Extract:
From: Lingling Kong <lingling.k...@intel.com>

Hi,

APX CFCMOV feature implements conditionally faulting which means
that all memory faults are suppressed when the condition code
evaluates to false and load or store a memory operand. Now we
could load or store a memory operand may trap or fault for
conditional move.

In middle-end, now we don't support a conditional move if we knew
that a load from A or B could trap or fault. To enable CFCMOV, we
use mask_load and mask_store as a proxy for backend expander. The
predicate of mask_load/mask_store is recognized as comparison rtx
in the inital implementation.

Conditional move suppress_fault for condition mem store would not
move any arithmetic calculations. For condition mem load now just
support a conditional move one trap mem and one no trap and no mem
cases.

As Richard suggests we postpond the patch to GCC16, and we hope someone
who is more familiar with rtl ifcvt pass can help review the
implementation.  

Bootstrapped & regtested on x86_64-pc-linux-gnu and aarch64-linux-gnu.

gcc/ChangeLog:

        * ifcvt.cc (can_use_mask_load_store):  New function to check
        wheter conditional fault load store .
        (noce_try_cmove_arith): Relax the condition for operand
        may_trap_or_fault check, expand with mask_load/mask_store optab
        for one of the cmove operand may trap or fault.
        (noce_process_if_block): Allow trap_or_fault dest for
        "if (...)" *x = a; else skip" scenario when mask_store optab is
        available.
        * optabs.h (emit_mask_load_store): New declaration.
        * optabs.cc (emit_mask_load_store): New function to emit
        conditional move with mask_load/mask_store optab.
---
 gcc/ifcvt.cc  | 110 ++++++++++++++++++++++++++++++++++++++++++--------
 gcc/optabs.cc | 103 ++++++++++++++++++++++++++++++++++++++++++++++
 gcc/optabs.h  |   3 ++
 3 files changed, 200 insertions(+), 16 deletions(-)

diff --git a/gcc/ifcvt.cc b/gcc/ifcvt.cc
index a0c6575e4e4..1337495f7c4 100644
--- a/gcc/ifcvt.cc
+++ b/gcc/ifcvt.cc
@@ -785,6 +785,7 @@ static bool noce_try_store_flag_mask (struct noce_if_info 
*);
 static rtx noce_emit_cmove (struct noce_if_info *, rtx, enum rtx_code, rtx,
                            rtx, rtx, rtx, rtx = NULL, rtx = NULL);
 static bool noce_try_cmove (struct noce_if_info *);
+static bool can_use_mask_load_store (struct noce_if_info *);
 static bool noce_try_cmove_arith (struct noce_if_info *);
 static rtx noce_get_alt_condition (struct noce_if_info *, rtx, rtx_insn **);
 static bool noce_try_minmax (struct noce_if_info *);
@@ -2136,6 +2137,39 @@ noce_emit_bb (rtx last_insn, basic_block bb, bool simple)
   return true;
 }
 
+/* Return TRUE if backend supports scalar maskload_optab
+   or maskstore_optab, who suppresses memory faults when trying to
+   load or store a memory operand and the condition code evaluates
+   to false.

Exercise requirements:
**A.** Summarize the patch email in two sentences.
**B.** Render this sentence from the patch email in Spanish: "To enable CFCMOV, we use mask_load and mask_store as a proxy for backend expander."
**C.** Retype the part of the patch email that opens with the words containing "diff --git a/gcc/ifcvt.cc" and closes with "bb, bool simple)".

[Dataset records]
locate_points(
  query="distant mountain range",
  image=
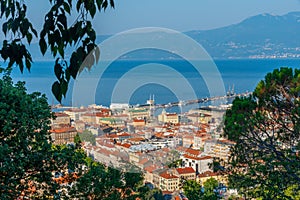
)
(261, 36)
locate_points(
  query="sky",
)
(174, 14)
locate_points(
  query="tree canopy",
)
(55, 36)
(265, 161)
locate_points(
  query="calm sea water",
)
(243, 75)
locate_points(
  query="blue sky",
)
(175, 14)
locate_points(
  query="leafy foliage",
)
(25, 156)
(265, 161)
(193, 190)
(56, 35)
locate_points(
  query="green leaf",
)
(97, 54)
(58, 70)
(63, 20)
(112, 4)
(4, 28)
(92, 10)
(29, 37)
(64, 87)
(43, 46)
(56, 90)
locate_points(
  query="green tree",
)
(209, 189)
(25, 148)
(265, 161)
(56, 36)
(108, 183)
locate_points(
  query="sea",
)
(165, 81)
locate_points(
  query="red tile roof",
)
(60, 114)
(167, 175)
(63, 130)
(207, 174)
(193, 152)
(186, 170)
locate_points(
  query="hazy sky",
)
(175, 14)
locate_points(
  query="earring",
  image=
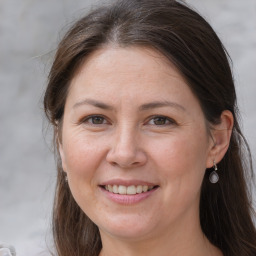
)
(214, 177)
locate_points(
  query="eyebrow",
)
(94, 103)
(144, 107)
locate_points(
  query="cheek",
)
(182, 157)
(81, 156)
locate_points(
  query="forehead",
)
(123, 75)
(129, 65)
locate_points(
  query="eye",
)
(95, 120)
(161, 120)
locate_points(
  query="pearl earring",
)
(214, 177)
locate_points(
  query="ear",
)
(62, 156)
(220, 134)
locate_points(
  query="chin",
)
(127, 228)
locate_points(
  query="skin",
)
(126, 141)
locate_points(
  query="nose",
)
(125, 150)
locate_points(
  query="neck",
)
(184, 238)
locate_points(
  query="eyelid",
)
(171, 120)
(85, 119)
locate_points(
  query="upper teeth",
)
(130, 190)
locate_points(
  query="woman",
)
(151, 159)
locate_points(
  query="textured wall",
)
(29, 32)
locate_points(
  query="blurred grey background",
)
(29, 33)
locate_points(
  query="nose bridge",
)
(125, 150)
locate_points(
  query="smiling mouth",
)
(128, 190)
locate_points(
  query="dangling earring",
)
(214, 177)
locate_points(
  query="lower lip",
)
(128, 199)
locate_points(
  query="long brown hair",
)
(188, 41)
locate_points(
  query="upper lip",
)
(127, 182)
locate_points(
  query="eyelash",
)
(162, 118)
(86, 120)
(152, 118)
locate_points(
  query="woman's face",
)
(134, 144)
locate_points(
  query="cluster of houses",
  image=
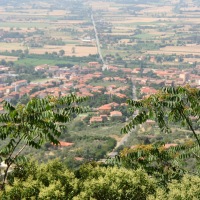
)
(78, 79)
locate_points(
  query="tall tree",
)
(176, 105)
(39, 121)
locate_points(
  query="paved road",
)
(105, 66)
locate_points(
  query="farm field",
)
(126, 30)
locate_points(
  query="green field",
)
(35, 62)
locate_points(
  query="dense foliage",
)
(33, 124)
(54, 181)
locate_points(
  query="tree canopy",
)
(39, 121)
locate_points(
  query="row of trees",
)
(146, 172)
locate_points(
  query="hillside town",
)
(90, 80)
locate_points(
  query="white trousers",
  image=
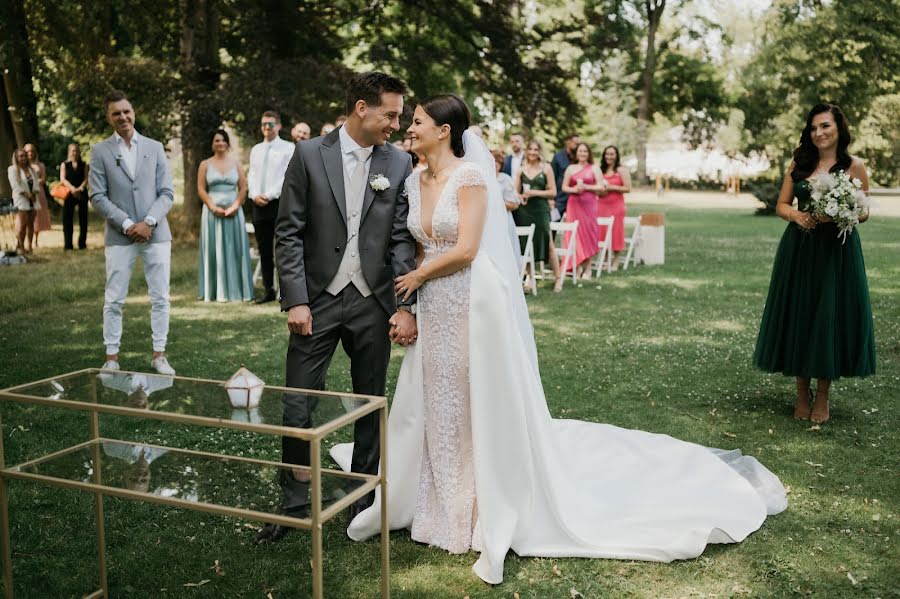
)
(119, 264)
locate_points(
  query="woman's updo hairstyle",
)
(447, 109)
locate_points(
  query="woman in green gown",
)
(536, 186)
(817, 322)
(224, 273)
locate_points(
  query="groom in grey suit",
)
(340, 240)
(131, 186)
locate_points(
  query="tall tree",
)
(201, 110)
(18, 121)
(846, 52)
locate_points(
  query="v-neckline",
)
(437, 203)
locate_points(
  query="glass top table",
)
(217, 483)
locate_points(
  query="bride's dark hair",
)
(806, 156)
(447, 109)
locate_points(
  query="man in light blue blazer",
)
(131, 186)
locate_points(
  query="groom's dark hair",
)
(369, 86)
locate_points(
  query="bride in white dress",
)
(475, 459)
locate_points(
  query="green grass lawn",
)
(665, 349)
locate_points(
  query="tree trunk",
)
(7, 141)
(15, 64)
(201, 113)
(654, 10)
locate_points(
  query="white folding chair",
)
(254, 255)
(565, 251)
(528, 254)
(633, 240)
(604, 256)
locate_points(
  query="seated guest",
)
(73, 173)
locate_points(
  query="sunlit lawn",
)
(665, 349)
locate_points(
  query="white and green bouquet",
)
(839, 197)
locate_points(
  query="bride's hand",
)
(408, 283)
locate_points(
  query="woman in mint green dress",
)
(224, 272)
(817, 322)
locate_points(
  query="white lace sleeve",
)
(470, 176)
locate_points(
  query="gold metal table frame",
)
(318, 516)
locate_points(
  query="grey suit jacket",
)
(311, 230)
(118, 196)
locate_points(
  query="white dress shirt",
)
(515, 163)
(128, 156)
(350, 268)
(280, 152)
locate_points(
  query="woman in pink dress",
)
(612, 202)
(582, 181)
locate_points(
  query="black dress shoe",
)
(268, 296)
(272, 533)
(356, 509)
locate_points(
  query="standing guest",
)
(73, 173)
(536, 187)
(42, 215)
(513, 162)
(131, 186)
(224, 273)
(561, 161)
(582, 181)
(612, 201)
(817, 322)
(510, 200)
(341, 242)
(300, 131)
(25, 182)
(268, 161)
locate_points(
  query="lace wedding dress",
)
(477, 462)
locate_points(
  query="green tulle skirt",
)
(817, 322)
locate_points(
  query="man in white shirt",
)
(513, 162)
(300, 132)
(131, 186)
(268, 162)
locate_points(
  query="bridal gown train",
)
(476, 461)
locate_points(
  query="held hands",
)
(403, 328)
(408, 283)
(804, 219)
(139, 232)
(300, 320)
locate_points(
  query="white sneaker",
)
(161, 365)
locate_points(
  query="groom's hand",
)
(403, 328)
(300, 320)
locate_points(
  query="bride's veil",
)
(495, 242)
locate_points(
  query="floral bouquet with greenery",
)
(839, 198)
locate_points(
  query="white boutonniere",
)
(379, 182)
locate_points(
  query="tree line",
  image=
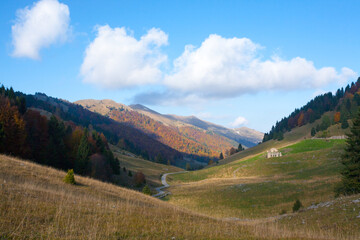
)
(344, 103)
(49, 140)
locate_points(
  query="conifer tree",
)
(69, 178)
(350, 183)
(146, 190)
(83, 153)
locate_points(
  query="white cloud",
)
(45, 23)
(239, 121)
(116, 59)
(228, 67)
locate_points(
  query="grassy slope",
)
(36, 204)
(256, 187)
(151, 170)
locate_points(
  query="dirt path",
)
(162, 193)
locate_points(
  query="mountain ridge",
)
(248, 138)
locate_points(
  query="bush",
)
(283, 211)
(146, 190)
(139, 179)
(69, 178)
(297, 205)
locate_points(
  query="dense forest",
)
(344, 103)
(53, 142)
(187, 140)
(120, 134)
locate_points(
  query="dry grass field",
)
(258, 190)
(151, 170)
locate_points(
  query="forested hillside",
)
(344, 104)
(187, 139)
(117, 133)
(51, 141)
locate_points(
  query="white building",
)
(273, 153)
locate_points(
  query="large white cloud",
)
(116, 59)
(239, 121)
(45, 23)
(227, 67)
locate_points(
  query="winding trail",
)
(162, 193)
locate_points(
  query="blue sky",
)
(250, 61)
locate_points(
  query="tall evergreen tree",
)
(350, 183)
(82, 159)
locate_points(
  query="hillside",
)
(256, 188)
(151, 170)
(343, 105)
(123, 135)
(245, 136)
(36, 204)
(186, 139)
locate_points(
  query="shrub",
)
(283, 211)
(297, 205)
(69, 178)
(146, 190)
(139, 179)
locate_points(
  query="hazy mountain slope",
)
(127, 136)
(248, 137)
(186, 138)
(249, 134)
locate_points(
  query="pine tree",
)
(146, 190)
(350, 183)
(83, 153)
(313, 131)
(69, 178)
(297, 205)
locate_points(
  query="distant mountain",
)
(120, 134)
(249, 134)
(183, 137)
(246, 136)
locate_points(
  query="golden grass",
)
(36, 204)
(152, 170)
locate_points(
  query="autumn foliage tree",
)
(337, 116)
(139, 179)
(54, 142)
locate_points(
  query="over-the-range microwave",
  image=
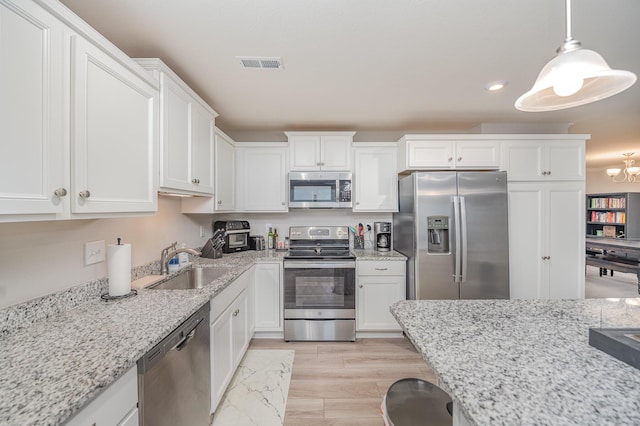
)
(319, 190)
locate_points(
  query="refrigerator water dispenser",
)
(438, 234)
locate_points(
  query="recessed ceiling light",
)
(494, 86)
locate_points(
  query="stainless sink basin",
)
(193, 278)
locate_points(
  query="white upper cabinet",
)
(375, 179)
(559, 158)
(186, 134)
(114, 114)
(262, 178)
(224, 197)
(78, 120)
(33, 160)
(320, 151)
(447, 152)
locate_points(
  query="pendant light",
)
(575, 76)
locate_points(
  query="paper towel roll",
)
(119, 269)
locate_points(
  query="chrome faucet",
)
(169, 252)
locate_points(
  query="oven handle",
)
(319, 265)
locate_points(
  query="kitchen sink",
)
(196, 277)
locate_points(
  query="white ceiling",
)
(383, 66)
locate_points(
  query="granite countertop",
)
(507, 362)
(53, 367)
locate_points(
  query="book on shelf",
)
(608, 203)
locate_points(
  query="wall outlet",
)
(94, 252)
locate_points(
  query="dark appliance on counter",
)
(320, 190)
(256, 242)
(236, 237)
(382, 235)
(319, 285)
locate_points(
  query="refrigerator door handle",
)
(463, 231)
(456, 220)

Answers to the tasks:
**A.** The patch email describes enabling the APX CFCMOV feature, which suppresses all memory faults when the condition code evaluates to false, by using mask_load and mask_store as a proxy for the backend expander in the middle-end. It adds a new function, can_use_mask_load_store, in ifcvt.cc and a new function, emit_mask_load_store, in optabs.cc, and it was bootstrapped and regtested on x86_64-pc-linux-gnu and aarch64-linux-gnu.

**B.** Para habilitar CFCMOV, usamos mask_load y mask_store como intermediario para el expansor del backend.

**C.**
diff --git a/gcc/ifcvt.cc b/gcc/ifcvt.cc
index a0c6575e4e4..1337495f7c4 100644
--- a/gcc/ifcvt.cc
+++ b/gcc/ifcvt.cc
@@ -785,6 +785,7 @@ static bool noce_try_store_flag_mask (struct noce_if_info 
*);
 static rtx noce_emit_cmove (struct noce_if_info *, rtx, enum rtx_code, rtx,
                            rtx, rtx, rtx, rtx = NULL, rtx = NULL);
 static bool noce_try_cmove (struct noce_if_info *);
+static bool can_use_mask_load_store (struct noce_if_info *);
 static bool noce_try_cmove_arith (struct noce_if_info *);
 static rtx noce_get_alt_condition (struct noce_if_info *, rtx, rtx_insn **);
 static bool noce_try_minmax (struct noce_if_info *);
@@ -2136,6 +2137,39 @@ noce_emit_bb (rtx last_insn, basic_block bb, bool simple)